### PROBLEM STATEMENT
The expected result is the segment of the entries that begins with the line containing "metal railing in" and ends with the last line, copied verbatim.

(Collected data)

◆ ◆ ◆ ◆ ◆

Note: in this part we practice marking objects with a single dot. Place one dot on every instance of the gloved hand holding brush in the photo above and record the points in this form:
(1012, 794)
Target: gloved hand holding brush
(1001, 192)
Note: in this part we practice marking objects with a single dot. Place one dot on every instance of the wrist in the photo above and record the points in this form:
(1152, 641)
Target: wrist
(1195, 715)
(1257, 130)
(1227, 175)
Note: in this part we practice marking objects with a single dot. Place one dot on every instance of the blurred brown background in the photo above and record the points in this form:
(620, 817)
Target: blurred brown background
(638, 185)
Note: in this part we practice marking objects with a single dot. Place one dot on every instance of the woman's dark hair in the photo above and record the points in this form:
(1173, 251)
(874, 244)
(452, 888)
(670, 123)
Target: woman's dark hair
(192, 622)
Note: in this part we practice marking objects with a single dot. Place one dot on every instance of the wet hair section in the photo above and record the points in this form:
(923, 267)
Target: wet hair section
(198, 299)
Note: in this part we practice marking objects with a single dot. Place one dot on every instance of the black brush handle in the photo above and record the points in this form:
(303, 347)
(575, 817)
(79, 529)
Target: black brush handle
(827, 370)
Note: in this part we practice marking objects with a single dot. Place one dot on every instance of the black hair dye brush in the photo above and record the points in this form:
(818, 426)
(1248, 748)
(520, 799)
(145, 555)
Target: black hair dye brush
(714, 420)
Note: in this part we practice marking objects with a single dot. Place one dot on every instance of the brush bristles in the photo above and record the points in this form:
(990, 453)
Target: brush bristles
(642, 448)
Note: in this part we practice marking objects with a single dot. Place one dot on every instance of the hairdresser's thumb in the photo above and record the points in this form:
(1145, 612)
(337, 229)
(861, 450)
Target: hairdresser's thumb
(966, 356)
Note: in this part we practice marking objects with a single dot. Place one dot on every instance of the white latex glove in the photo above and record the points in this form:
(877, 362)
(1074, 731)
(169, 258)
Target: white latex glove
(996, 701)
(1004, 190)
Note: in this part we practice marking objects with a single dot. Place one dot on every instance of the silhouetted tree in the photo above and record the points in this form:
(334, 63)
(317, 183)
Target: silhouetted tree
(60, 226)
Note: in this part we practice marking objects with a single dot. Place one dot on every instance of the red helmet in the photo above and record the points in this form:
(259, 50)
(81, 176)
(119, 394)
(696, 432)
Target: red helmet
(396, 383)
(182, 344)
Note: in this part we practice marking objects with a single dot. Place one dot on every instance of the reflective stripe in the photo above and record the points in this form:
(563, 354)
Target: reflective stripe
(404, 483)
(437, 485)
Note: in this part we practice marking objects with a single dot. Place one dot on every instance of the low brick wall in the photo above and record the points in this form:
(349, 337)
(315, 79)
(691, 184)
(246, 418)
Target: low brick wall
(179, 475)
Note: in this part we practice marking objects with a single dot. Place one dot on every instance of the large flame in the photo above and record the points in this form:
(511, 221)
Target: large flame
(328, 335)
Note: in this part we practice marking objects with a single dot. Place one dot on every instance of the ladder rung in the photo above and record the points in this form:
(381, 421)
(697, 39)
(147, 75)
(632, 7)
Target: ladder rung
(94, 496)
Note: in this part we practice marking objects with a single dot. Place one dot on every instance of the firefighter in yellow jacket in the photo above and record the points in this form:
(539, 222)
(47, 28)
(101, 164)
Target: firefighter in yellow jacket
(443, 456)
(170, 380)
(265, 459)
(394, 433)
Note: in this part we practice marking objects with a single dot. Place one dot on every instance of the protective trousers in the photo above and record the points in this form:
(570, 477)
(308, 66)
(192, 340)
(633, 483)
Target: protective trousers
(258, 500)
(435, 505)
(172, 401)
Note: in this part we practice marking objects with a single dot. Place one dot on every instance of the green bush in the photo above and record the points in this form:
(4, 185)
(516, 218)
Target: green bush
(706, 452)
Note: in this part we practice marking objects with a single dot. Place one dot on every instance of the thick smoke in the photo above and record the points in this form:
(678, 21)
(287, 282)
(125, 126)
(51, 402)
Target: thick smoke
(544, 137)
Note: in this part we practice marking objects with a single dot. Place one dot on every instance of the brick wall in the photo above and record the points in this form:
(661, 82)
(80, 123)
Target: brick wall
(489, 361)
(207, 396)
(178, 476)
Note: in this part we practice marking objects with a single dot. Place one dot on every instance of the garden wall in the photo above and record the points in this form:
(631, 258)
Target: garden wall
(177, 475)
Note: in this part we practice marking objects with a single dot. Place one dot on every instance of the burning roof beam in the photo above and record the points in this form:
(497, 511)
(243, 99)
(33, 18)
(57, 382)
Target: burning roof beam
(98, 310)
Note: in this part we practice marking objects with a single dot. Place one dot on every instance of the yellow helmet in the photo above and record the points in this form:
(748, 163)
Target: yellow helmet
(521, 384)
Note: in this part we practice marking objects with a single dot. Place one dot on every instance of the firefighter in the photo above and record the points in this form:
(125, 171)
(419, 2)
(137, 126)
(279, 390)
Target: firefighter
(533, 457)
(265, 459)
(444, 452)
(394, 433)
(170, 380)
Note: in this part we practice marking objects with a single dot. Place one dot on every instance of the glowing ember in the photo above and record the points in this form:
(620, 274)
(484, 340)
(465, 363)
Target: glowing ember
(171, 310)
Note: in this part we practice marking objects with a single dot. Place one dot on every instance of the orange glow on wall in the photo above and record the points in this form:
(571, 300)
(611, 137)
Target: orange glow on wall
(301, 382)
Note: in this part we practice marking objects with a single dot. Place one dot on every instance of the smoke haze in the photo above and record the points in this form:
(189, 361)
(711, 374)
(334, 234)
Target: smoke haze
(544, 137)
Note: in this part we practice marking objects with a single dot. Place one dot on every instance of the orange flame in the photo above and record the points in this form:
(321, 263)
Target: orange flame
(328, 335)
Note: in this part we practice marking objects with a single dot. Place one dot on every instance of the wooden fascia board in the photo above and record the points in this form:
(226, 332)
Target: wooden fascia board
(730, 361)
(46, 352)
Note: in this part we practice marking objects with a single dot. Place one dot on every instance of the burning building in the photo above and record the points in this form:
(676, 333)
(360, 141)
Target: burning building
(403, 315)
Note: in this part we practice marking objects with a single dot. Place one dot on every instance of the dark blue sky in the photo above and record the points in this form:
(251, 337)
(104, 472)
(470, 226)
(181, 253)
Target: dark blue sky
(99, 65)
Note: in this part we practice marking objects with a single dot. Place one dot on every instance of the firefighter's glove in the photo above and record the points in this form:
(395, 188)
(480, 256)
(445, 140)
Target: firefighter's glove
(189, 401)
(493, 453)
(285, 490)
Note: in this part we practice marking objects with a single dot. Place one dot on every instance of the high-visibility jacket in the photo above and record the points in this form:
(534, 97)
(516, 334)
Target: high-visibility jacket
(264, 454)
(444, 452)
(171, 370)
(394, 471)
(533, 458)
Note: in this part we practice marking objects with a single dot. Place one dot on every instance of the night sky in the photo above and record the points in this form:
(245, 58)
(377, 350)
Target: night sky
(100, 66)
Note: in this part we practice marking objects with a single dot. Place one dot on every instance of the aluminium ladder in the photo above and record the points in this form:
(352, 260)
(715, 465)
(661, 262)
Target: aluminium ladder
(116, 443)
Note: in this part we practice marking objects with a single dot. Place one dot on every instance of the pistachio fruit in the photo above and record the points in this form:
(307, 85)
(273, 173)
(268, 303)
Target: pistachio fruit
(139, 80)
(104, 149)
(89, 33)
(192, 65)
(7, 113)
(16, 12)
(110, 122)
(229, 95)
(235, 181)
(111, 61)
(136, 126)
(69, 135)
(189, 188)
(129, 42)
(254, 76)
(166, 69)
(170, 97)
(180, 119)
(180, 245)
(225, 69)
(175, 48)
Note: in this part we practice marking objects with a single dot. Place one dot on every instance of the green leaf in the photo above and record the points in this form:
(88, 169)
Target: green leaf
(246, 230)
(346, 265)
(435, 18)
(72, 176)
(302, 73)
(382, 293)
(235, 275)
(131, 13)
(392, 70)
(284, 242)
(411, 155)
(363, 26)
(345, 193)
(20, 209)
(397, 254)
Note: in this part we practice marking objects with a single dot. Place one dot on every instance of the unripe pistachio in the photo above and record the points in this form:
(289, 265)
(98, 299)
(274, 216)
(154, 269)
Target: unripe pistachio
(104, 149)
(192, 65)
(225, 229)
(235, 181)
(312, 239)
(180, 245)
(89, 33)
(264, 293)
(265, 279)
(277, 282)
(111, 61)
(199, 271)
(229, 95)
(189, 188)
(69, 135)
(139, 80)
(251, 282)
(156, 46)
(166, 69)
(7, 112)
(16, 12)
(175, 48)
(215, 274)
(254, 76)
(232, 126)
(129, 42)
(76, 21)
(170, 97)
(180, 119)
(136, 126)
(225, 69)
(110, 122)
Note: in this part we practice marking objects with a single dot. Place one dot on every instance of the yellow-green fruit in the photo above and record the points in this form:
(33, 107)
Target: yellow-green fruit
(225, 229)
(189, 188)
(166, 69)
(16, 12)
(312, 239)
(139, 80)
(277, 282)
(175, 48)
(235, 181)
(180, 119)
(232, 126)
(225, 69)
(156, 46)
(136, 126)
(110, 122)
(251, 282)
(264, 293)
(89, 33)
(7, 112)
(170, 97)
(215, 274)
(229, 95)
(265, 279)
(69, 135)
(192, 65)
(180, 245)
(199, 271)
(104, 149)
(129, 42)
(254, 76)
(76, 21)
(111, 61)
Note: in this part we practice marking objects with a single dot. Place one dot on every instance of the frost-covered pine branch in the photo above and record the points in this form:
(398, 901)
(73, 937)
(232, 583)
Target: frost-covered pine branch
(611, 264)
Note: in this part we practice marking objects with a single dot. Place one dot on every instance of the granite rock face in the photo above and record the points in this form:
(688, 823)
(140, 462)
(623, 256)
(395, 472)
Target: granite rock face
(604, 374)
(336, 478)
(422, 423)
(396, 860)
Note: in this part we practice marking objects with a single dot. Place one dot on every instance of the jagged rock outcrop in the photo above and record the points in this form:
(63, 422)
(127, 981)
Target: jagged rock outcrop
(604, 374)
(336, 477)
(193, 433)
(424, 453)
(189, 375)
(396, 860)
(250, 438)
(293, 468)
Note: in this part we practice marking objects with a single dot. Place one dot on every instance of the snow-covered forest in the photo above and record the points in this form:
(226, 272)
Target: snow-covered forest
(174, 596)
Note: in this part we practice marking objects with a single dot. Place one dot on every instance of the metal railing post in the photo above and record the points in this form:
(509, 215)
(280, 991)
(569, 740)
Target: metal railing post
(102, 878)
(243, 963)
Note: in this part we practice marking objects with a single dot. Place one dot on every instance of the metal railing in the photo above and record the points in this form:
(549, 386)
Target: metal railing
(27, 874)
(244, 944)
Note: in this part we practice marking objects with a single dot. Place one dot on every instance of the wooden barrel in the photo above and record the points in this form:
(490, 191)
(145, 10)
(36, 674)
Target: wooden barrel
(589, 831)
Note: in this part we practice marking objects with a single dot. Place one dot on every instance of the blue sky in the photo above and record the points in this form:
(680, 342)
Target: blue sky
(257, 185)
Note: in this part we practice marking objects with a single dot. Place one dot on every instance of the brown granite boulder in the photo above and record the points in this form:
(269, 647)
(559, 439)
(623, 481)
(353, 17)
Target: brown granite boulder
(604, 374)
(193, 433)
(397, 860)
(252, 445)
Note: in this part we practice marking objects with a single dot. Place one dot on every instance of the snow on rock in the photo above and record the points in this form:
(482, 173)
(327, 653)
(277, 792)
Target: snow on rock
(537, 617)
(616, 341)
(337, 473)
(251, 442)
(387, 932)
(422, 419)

◆ ◆ ◆ ◆ ◆

### ANSWER SPACE
Note: in this part we practice marking objects with a single dot. Place one dot on every instance of the metal railing in the photo above and record the points in this form:
(549, 386)
Target: metal railing
(27, 874)
(244, 944)
Note: in this part we practice marking objects with a single dot. Place one dot on every instance of the wooden barrel in the photo above and record the points in this form:
(490, 191)
(145, 10)
(36, 674)
Target: wooden barrel
(589, 831)
Note: in this part we practice marking objects with a single dot. Place one dot on every instance of the blue sky in the photo above and record the points in this form:
(680, 342)
Target: blue sky
(257, 185)
Note: in this part we practice marking objects with a single dot. Place one dot on every instance of the brown granite boulder in the photo above and record the points in this form:
(269, 647)
(559, 439)
(623, 481)
(353, 17)
Target: brown granite boulder
(604, 374)
(193, 433)
(397, 860)
(252, 445)
Note: in this part we practice marking objects with a single dot. Place one dot on every instance of the snow on rock in the photo above and record the points in this form:
(482, 173)
(327, 653)
(277, 792)
Target: snow on rock
(537, 617)
(616, 341)
(337, 473)
(251, 442)
(387, 932)
(422, 419)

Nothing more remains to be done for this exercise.